El crecimiento del consumo de pescado y marisco no depende exclusivamente de que exista más oferta. Un estudio basado en datos de 124 países concluye que el aumento de la renta es el motor más estable de la demanda de productos del mar, aunque el peso del precio, el comercio y los cambios demográficos varía entre regiones.
Para el mercado europeo, el resultado más relevante es la sensibilidad negativa al precio. Lo que observan los investigadores es que cuando el producto se encarece, el consumo tiende a reducirse.
El efecto estimado por los investigadores no es elevado, pero confirma que la accesibilidad sigue siendo un elemento competitivo en una región madura, con consumidores que disponen de numerosas alternativas alimentarias.
Esta conclusión interesa especialmente a la acuicultura europea, cuya competitividad se enfrenta al aumento de los costes de energía, pienso, mano de obra, financiación y cumplimiento regulatorio.
Si esos costes se trasladan de forma sostenida al precio final, el sector puede encontrar más dificultades para ampliar el consumo, incluso cuando la demanda de proteína acuática mantenga una base sólida.
La lectura para los productores de especies mediterráneas, como lubina, dorada o corvina, no es necesariamente competir por ser el pescado más barato. El margen de actuación también pasa por reforzar la diferenciación, la regularidad de suministro, la conveniencia, la calidad y la confianza asociada al origen europeo.

## Entradas guardadas
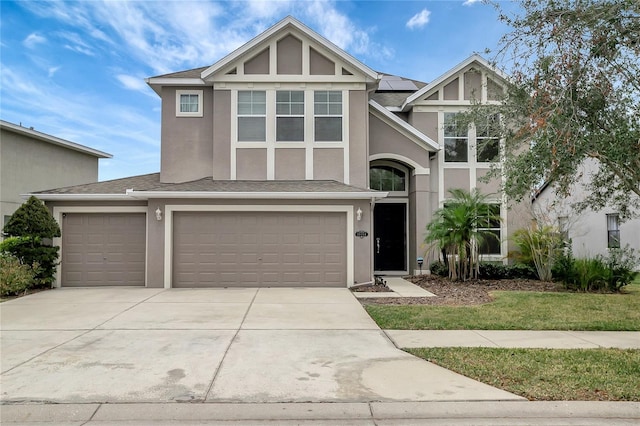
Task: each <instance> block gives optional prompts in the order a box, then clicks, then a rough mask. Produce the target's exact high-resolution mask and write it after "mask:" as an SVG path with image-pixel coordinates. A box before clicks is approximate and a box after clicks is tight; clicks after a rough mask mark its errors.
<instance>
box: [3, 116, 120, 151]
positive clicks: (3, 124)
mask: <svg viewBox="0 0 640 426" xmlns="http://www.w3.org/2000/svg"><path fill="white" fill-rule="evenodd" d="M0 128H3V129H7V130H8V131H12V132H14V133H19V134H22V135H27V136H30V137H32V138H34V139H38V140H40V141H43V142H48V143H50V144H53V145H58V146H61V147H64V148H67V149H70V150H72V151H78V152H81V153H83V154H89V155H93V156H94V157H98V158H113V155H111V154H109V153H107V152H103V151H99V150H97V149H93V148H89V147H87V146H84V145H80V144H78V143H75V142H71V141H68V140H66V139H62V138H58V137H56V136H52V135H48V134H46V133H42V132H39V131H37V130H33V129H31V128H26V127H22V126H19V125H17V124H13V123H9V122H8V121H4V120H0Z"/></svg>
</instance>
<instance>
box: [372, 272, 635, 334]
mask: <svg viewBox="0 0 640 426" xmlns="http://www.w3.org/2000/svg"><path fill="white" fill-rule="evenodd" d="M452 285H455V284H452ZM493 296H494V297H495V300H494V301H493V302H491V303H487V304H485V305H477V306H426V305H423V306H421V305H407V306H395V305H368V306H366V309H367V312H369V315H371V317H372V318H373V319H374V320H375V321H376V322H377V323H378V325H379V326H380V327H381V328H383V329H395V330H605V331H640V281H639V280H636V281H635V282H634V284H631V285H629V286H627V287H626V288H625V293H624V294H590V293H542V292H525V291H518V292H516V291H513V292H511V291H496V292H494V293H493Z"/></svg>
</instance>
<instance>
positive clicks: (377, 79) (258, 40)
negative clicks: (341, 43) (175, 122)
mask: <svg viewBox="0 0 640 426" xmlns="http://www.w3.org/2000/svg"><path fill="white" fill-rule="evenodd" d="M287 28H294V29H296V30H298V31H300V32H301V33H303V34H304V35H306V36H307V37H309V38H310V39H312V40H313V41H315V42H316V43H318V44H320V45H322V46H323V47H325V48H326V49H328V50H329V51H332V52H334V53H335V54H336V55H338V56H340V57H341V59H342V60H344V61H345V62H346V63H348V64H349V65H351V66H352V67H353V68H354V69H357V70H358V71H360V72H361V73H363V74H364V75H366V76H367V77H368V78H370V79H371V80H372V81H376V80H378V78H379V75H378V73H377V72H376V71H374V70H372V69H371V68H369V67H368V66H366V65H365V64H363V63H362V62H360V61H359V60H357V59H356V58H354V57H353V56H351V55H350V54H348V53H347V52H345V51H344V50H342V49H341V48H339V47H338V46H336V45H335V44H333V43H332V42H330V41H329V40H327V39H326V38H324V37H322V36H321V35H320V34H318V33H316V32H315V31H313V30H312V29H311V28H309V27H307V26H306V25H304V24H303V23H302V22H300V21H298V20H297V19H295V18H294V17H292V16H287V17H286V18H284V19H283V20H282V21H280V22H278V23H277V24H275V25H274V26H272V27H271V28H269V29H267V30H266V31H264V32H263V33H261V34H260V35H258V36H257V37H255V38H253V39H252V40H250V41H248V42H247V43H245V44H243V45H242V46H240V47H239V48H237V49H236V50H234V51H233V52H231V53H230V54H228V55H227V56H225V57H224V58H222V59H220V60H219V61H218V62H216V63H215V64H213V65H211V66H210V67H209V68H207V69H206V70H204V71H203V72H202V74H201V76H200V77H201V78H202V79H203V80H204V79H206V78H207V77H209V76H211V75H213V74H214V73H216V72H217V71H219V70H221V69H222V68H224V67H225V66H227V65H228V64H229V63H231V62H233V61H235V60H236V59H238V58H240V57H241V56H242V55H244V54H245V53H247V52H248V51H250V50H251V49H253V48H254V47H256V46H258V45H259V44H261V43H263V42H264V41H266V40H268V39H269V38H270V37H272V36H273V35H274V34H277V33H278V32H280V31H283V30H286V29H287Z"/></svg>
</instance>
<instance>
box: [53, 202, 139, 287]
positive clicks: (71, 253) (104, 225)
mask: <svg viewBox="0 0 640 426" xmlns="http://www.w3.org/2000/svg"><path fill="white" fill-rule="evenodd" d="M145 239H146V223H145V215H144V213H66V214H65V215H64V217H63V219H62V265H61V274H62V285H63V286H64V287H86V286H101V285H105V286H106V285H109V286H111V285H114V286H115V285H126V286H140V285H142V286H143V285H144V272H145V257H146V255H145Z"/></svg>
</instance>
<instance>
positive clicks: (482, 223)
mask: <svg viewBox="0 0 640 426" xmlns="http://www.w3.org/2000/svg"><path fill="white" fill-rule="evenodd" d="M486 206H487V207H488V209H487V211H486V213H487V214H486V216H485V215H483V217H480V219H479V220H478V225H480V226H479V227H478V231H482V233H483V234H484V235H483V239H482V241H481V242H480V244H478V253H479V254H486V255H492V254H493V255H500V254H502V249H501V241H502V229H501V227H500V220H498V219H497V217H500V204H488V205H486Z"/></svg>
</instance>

## CONSIGNA A
Responde con brevedad a estas preguntas sobre el texto acerca de la demanda de productos del mar:
(i) ¿De cuántos países proceden los datos en los que se basa el estudio?
(ii) ¿Qué factor identifica el estudio como el motor más estable de la demanda?
(iii) ¿Qué especies mediterráneas se citan como ejemplo?
## CONSIGNA B
Retoma el texto sobre la demanda de productos del mar y continúalo a partir de su última oración.

## RESPUESTA A
(i) De 124 países.
(ii) El aumento de la renta.
(iii) La lubina, la dorada y la corvina.

## RESPUESTA B
Pero estos atributos deben aportar valor suficiente para compensar un diferencial de precio frente a productos importados u otras proteínas.
El trabajo apunta además a una diferencia estratégica entre mercados. En las economías con renta media-alta, el incremento de poder adquisitivo puede seguir impulsando la demanda de productos del mar; en Europa, en cambio, la cuestión no es sólo crecer, sino evitar que el pescado pierda presencia en la cesta de la compra cuando aumenta la presión sobre el presupuesto doméstico.
Por consiguiente, producir más no garantiza por sí solo vender más; para consolidar el consumo europeo, la acuicultura deberá combinar eficiencia de costes con una propuesta de valor clara para el consumidor.